**Materials provided:**
* * * * * * * * *

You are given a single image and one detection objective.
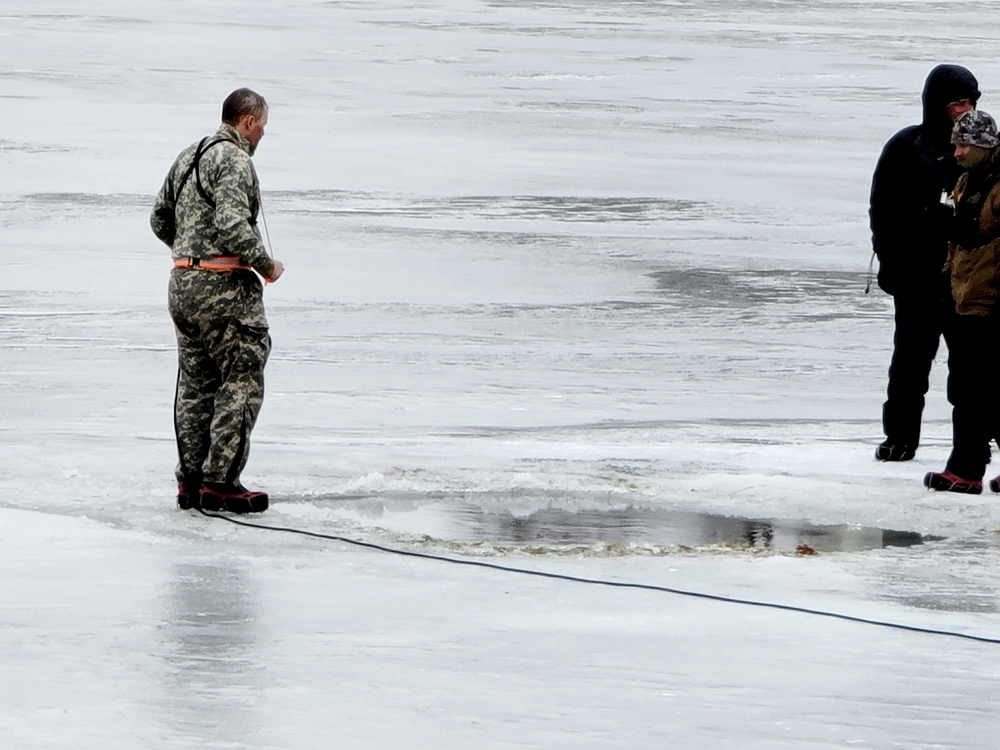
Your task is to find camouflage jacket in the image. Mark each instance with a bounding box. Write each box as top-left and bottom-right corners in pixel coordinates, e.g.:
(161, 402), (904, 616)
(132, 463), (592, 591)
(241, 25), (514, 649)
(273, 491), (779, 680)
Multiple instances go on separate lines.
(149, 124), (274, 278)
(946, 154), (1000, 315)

* * * * * * * * *

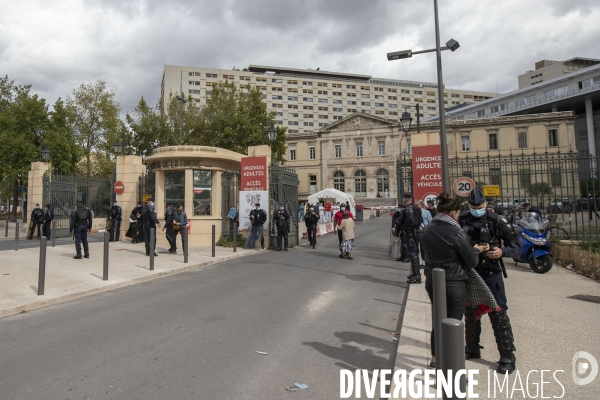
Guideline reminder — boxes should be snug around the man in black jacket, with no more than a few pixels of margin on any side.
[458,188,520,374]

* * * * * * * * *

Copy out, character for character, the stretch of the records above from the line containing "Guideline reminder —" through the line containing "[458,188,520,374]".

Guideline reminder — boxes should be snug around the man in black jacket, with no more than a few pixels of margin on any side.
[458,188,520,374]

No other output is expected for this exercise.